**DATA SECTION**
---------------

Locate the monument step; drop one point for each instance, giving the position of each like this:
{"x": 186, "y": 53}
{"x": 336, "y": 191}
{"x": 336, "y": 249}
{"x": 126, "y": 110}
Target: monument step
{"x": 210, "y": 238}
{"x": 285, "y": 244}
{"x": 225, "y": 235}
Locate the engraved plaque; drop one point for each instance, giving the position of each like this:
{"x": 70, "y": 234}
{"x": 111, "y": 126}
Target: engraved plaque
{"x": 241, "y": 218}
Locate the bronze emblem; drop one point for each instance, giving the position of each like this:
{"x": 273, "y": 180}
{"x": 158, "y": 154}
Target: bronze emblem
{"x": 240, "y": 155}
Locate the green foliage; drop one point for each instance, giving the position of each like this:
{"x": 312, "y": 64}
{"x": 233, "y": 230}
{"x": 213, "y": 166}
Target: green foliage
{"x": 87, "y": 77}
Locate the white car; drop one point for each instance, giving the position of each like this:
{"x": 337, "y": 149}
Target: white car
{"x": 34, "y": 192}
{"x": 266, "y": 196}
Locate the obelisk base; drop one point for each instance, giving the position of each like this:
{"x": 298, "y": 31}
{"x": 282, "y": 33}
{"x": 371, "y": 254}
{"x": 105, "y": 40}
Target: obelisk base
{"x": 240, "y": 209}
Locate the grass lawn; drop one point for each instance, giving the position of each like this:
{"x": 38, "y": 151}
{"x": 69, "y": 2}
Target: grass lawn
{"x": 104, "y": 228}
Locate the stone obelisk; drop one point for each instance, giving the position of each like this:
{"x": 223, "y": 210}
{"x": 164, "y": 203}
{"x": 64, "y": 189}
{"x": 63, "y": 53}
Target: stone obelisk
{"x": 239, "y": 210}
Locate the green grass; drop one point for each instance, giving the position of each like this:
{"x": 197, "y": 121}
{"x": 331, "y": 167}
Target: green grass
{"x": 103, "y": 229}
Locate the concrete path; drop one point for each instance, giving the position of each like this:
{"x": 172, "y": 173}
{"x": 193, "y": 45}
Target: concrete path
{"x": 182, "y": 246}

---------------

**EXERCISE**
Restate the listing in full, word for word.

**RESULT OF THIS EXERCISE**
Locate the monument step; drop one point for each instance, giving the position of each like this:
{"x": 186, "y": 53}
{"x": 336, "y": 191}
{"x": 336, "y": 249}
{"x": 126, "y": 110}
Target: monument step
{"x": 210, "y": 238}
{"x": 285, "y": 244}
{"x": 225, "y": 235}
Locate the engraved plaque; drop one point for each instance, giving the position of each like this:
{"x": 70, "y": 234}
{"x": 111, "y": 126}
Target: engraved plaque
{"x": 241, "y": 218}
Locate the bronze emblem; drop one point for each instance, giving the position of each like this:
{"x": 273, "y": 180}
{"x": 158, "y": 154}
Target: bronze emblem
{"x": 240, "y": 155}
Locate the green foliage; drop one point for each instance, giving the position of each like this:
{"x": 312, "y": 64}
{"x": 233, "y": 230}
{"x": 213, "y": 166}
Target: green foliage
{"x": 87, "y": 77}
Locate the white car; drop one point for each instance, giving the position of each like this:
{"x": 337, "y": 149}
Target: white car
{"x": 34, "y": 192}
{"x": 266, "y": 196}
Locate the obelisk base; drop one point for each instance, giving the position of each like this:
{"x": 298, "y": 31}
{"x": 282, "y": 33}
{"x": 371, "y": 254}
{"x": 105, "y": 40}
Target: obelisk base
{"x": 240, "y": 209}
Locate the grass lawn; drop one point for each instance, giving the position of each like this:
{"x": 38, "y": 151}
{"x": 69, "y": 2}
Target: grass lawn
{"x": 104, "y": 228}
Locate the stone obelisk; drop one point for each instance, giving the position of each like this:
{"x": 223, "y": 210}
{"x": 164, "y": 203}
{"x": 64, "y": 189}
{"x": 63, "y": 53}
Target: stone obelisk
{"x": 239, "y": 210}
Locate the green grass; drop one point for each instance, giving the position of each like this:
{"x": 197, "y": 121}
{"x": 331, "y": 167}
Target: green grass
{"x": 103, "y": 229}
Locate the concrete path; drop one point for each instance, giving the position of each like this:
{"x": 172, "y": 173}
{"x": 193, "y": 45}
Target: concrete path
{"x": 182, "y": 246}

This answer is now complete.